[A block of data]
───
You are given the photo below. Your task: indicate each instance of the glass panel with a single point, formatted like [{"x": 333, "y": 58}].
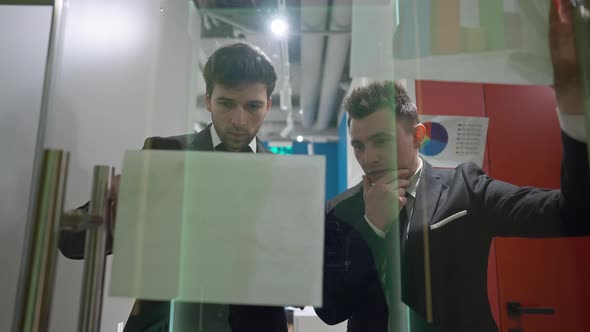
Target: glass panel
[{"x": 24, "y": 37}]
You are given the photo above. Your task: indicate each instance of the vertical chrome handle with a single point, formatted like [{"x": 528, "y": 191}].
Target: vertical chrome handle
[
  {"x": 95, "y": 251},
  {"x": 38, "y": 273}
]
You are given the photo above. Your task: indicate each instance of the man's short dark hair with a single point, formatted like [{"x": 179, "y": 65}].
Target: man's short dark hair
[
  {"x": 392, "y": 95},
  {"x": 237, "y": 63}
]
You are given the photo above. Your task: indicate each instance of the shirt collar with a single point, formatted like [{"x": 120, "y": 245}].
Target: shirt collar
[
  {"x": 414, "y": 179},
  {"x": 216, "y": 140}
]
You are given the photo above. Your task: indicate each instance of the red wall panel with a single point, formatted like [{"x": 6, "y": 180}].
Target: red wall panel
[{"x": 524, "y": 142}]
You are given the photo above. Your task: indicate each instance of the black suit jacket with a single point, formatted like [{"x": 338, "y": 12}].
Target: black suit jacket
[
  {"x": 155, "y": 315},
  {"x": 355, "y": 255}
]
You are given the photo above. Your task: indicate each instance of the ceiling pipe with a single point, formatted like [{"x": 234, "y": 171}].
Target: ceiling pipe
[
  {"x": 314, "y": 17},
  {"x": 336, "y": 53}
]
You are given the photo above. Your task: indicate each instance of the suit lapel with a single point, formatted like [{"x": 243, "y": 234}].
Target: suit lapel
[
  {"x": 416, "y": 281},
  {"x": 427, "y": 197},
  {"x": 203, "y": 142}
]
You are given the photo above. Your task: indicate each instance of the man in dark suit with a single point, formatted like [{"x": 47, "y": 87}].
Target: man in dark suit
[
  {"x": 446, "y": 219},
  {"x": 239, "y": 81}
]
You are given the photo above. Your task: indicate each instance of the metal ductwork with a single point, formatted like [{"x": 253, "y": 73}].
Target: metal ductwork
[
  {"x": 337, "y": 48},
  {"x": 314, "y": 17}
]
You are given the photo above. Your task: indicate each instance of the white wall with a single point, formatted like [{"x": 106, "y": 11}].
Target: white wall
[{"x": 24, "y": 32}]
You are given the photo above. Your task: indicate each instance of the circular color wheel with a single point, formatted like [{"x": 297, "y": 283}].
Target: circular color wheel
[{"x": 436, "y": 139}]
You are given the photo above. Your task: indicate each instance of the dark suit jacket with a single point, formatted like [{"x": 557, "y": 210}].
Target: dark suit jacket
[
  {"x": 155, "y": 315},
  {"x": 355, "y": 255}
]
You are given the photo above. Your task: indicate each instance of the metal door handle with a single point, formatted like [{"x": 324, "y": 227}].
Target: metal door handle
[{"x": 515, "y": 309}]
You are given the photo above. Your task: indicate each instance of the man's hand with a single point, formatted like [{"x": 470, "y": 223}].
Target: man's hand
[
  {"x": 381, "y": 196},
  {"x": 566, "y": 75}
]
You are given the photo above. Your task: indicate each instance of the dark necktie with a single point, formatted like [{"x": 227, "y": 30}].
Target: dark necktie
[
  {"x": 392, "y": 250},
  {"x": 222, "y": 147},
  {"x": 403, "y": 226}
]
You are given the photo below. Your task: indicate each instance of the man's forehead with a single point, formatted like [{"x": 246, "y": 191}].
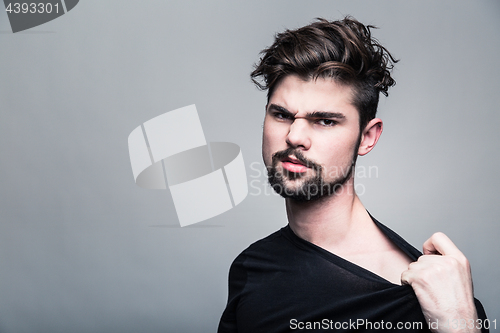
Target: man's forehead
[{"x": 300, "y": 97}]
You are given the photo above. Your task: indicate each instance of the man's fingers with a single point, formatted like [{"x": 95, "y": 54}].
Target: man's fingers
[{"x": 439, "y": 243}]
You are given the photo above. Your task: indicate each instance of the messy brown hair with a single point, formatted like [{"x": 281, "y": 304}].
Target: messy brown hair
[{"x": 341, "y": 50}]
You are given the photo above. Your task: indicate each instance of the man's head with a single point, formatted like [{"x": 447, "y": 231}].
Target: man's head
[
  {"x": 342, "y": 50},
  {"x": 324, "y": 82}
]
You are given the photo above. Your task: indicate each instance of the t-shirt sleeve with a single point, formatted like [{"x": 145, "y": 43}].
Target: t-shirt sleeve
[
  {"x": 481, "y": 314},
  {"x": 237, "y": 281}
]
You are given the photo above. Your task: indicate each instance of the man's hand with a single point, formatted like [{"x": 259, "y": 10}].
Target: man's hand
───
Recast every line of the records above as a Markdown table with the columns "Row" and "Line", numbering the rows and skipping blank lines. Leave the pictures out of the table.

• Output of the exercise
| Row | Line |
|---|---|
| 1 | You are given the photo below. Your task: indicate each instance of the glass panel with a single point, formatted like [{"x": 333, "y": 58}]. |
| 2 | Target: glass panel |
| 3 | [{"x": 24, "y": 37}] |
| 4 | You are given the photo above. Your task: indicate each instance of the vertical chrome handle with a single point, formatted like [{"x": 528, "y": 191}]. |
| 5 | Target: vertical chrome handle |
| 6 | [ |
| 7 |   {"x": 95, "y": 251}, |
| 8 |   {"x": 38, "y": 273} |
| 9 | ] |
| 10 | You are given the photo above. Your task: indicate each instance of the man's short dark hair with a single point, formatted like [{"x": 179, "y": 65}]. |
| 11 | Target: man's short dark hair |
| 12 | [ |
| 13 |   {"x": 392, "y": 95}, |
| 14 |   {"x": 237, "y": 63} |
| 15 | ] |
| 16 | You are given the photo above. Your task: indicate each instance of the shirt collar with a single point, formatted like [{"x": 120, "y": 245}]. |
| 17 | Target: shirt collar |
| 18 | [ |
| 19 |   {"x": 414, "y": 179}, |
| 20 |   {"x": 216, "y": 140} |
| 21 | ] |
| 22 | You are given the photo above. Your task: indicate each instance of the red wall panel with a single point, formatted like [{"x": 6, "y": 180}]. |
| 23 | Target: red wall panel |
| 24 | [{"x": 524, "y": 142}] |
| 25 | You are given the photo above. Your task: indicate each instance of the black suit jacket with a single point, formatted like [{"x": 338, "y": 12}]. |
| 26 | Target: black suit jacket |
| 27 | [ |
| 28 |   {"x": 155, "y": 315}, |
| 29 |   {"x": 355, "y": 255} |
| 30 | ] |
| 31 | You are given the photo above. Your task: indicate each instance of the ceiling pipe with a single point, formatted like [{"x": 234, "y": 171}]. |
| 32 | Target: ceiling pipe |
| 33 | [ |
| 34 |   {"x": 314, "y": 17}, |
| 35 |   {"x": 336, "y": 53} |
| 36 | ] |
| 37 | You are given the photo above. Your task: indicate each instance of the suit lapel with a single point, formatted like [{"x": 243, "y": 234}]. |
| 38 | Target: suit lapel |
| 39 | [ |
| 40 |   {"x": 416, "y": 281}, |
| 41 |   {"x": 427, "y": 197}, |
| 42 |   {"x": 203, "y": 142} |
| 43 | ] |
| 44 | You are given the photo above. Your task: indicate each instance of the man in dark suit with a single point, formatted like [{"x": 47, "y": 87}]. |
| 45 | Target: man in dark suit |
| 46 | [ |
| 47 |   {"x": 446, "y": 219}, |
| 48 |   {"x": 239, "y": 81} |
| 49 | ] |
| 50 | You are given the photo above. Your task: indicate each instance of the metal ductwork with a single point, formatted like [{"x": 253, "y": 73}]. |
| 51 | Target: metal ductwork |
| 52 | [ |
| 53 |   {"x": 337, "y": 48}, |
| 54 |   {"x": 314, "y": 17} |
| 55 | ] |
| 56 | You are given the photo above. Your task: indicate each instance of the white wall with a single point, formatted like [{"x": 106, "y": 11}]. |
| 57 | Target: white wall |
| 58 | [{"x": 24, "y": 32}] |
| 59 | You are given the photo above. Your task: indicate each instance of the circular color wheel with a single point, formatted like [{"x": 297, "y": 283}]. |
| 60 | Target: circular color wheel |
| 61 | [{"x": 436, "y": 139}] |
| 62 | You are given the photo above. Your task: indicate each instance of the dark suit jacket with a single point, formatted like [{"x": 557, "y": 210}]. |
| 63 | Target: dark suit jacket |
| 64 | [ |
| 65 |   {"x": 155, "y": 315}, |
| 66 |   {"x": 355, "y": 255} |
| 67 | ] |
| 68 | You are given the photo above. Your task: indicate each instance of the metal door handle with a single point, formatted like [{"x": 324, "y": 227}]. |
| 69 | Target: metal door handle |
| 70 | [{"x": 515, "y": 309}] |
| 71 | You are given the photo above. Your task: indicate each instance of the man's hand with a single point, formatted like [{"x": 470, "y": 223}]. |
| 72 | Target: man's hand |
| 73 | [ |
| 74 |   {"x": 381, "y": 196}, |
| 75 |   {"x": 566, "y": 75} |
| 76 | ] |
| 77 | You are given the photo above. Your task: indicate each instance of the dark necktie with a single point, formatted like [{"x": 227, "y": 30}]. |
| 78 | Target: dark necktie |
| 79 | [ |
| 80 |   {"x": 392, "y": 250}, |
| 81 |   {"x": 222, "y": 147}, |
| 82 |   {"x": 403, "y": 226} |
| 83 | ] |
| 84 | You are given the photo below. Your task: indicate each instance of the man's forehead with a single point, formatted like [{"x": 246, "y": 191}]. |
| 85 | Target: man's forehead |
| 86 | [{"x": 300, "y": 97}] |
| 87 | You are given the photo above. Your task: indicate each instance of the man's fingers with a single point, formatted like [{"x": 95, "y": 54}]. |
| 88 | Target: man's fingers |
| 89 | [{"x": 439, "y": 243}] |
| 90 | You are given the photo above. Your task: indicate each instance of the messy brown hair with a single point, formatted like [{"x": 281, "y": 304}]. |
| 91 | Target: messy brown hair |
| 92 | [{"x": 341, "y": 50}] |
| 93 | You are given the photo above. Your task: indicate each instance of the man's head with a single point, formatted like [{"x": 447, "y": 231}]. |
| 94 | Target: man's head |
| 95 | [ |
| 96 |   {"x": 342, "y": 50}, |
| 97 |   {"x": 324, "y": 82} |
| 98 | ] |
| 99 | You are given the photo above. Your task: indicate each instance of the t-shirt sleeve with a single point, formatted like [{"x": 145, "y": 43}]. |
| 100 | Target: t-shirt sleeve |
| 101 | [ |
| 102 |   {"x": 481, "y": 314}, |
| 103 |   {"x": 237, "y": 281} |
| 104 | ] |
| 105 | You are given the photo above. Your task: indicate each instance of the man's hand with a single point, formatted like [{"x": 259, "y": 10}]. |
| 106 | Target: man's hand |